B. WBRS Requirements

The applicant selected under this Notice must provide services to system users in two areas: (1) System administration and management; and (2) end-user training and support. The Start Printed Page 15103requirements in these areas are addressed below.

1. System Administration and Management

The provider must base its need for system administration and management personnel, at minimum, on the system specifications, size, and activity level described above in the background segment of Section IV, Scope of Activities to be Supported. To ensure continuity, the provider will be required to establish at least a provisional arrangement with Interliant, Incorporated—the current web-hosting provider “ and to make arrangements for continuing to secure a web-hosting service for the balance of the cooperative agreement period. The applicant must include the cost of providing web-hosting services in its proposal.

a. Supervising the WBRS servers and web site, including any web-hosting contractor responsibilities. Supervising includes monitoring application efficiency, analyzing user activity, monitoring and preventing system downtime, and supervising and arranging for the archiving of data. Accordingly, the provider must:

(1) Regularly provide the Corporation an analysis of archive logs and site use that includes, at minimum, hit analyses, path analyses, page statistics, and session length. The provider must assist the Corporation in using these data to improve site usability and performance.

(2) In collaboration with the web-hosting provider, carefully monitor the site for downtime, brownouts, and other system delays. The provider must inform the Corporation whenever a system-performance issue arises.

b. Rectifying system problems. From time to time, WBRS requires reprogramming to address application bugs or incompatibilities with the National Service Trust (Glossary). The provider must coordinate closely with the Trust programming staff to ensure the smooth uploading of member and program data.

c. Effecting system enhancements. The Corporation may determine that certain system enhancements are required either to implement a change in policy or law or to increase the effectiveness of WBRS. To effect these changes, the provider must have:

(1) Staff proficient in Lotus Notes/Domino, Javascript, Lotus script, and Secure Socket Layer (SSL) programming to address simple to highly complex tasks.
┄┄┄┄┄┄
### Request 1
Answer these questions about the WBRS requirements section:
(a) In which two areas must the selected applicant provide services to system users?
(b) Which company is named as the current web-hosting provider?
(c) In which programming areas must the provider's staff be proficient to effect system enhancements?

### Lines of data
┄┄┄┄┄┄
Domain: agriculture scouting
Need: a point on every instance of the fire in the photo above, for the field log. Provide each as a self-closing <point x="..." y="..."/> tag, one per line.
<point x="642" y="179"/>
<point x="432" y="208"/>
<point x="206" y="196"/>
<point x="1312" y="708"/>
┄┄┄┄┄┄
### Request 2
Rewrite every line of the records above, requests included, increasing each x and y coordinate in the point tags by 125.

### Final result 1
(a) System administration and management, and end-user training and support.
(b) Interliant, Incorporated.
(c) Lotus Notes/Domino, Javascript, Lotus script, and Secure Socket Layer (SSL) programming.

### Final result 2
Domain: agriculture scouting
Need: a point on every instance of the fire in the photo above, for the field log. Provide each as a self-closing <point x="..." y="..."/> tag, one per line.
<point x="767" y="304"/>
<point x="557" y="333"/>
<point x="331" y="321"/>
<point x="1437" y="833"/>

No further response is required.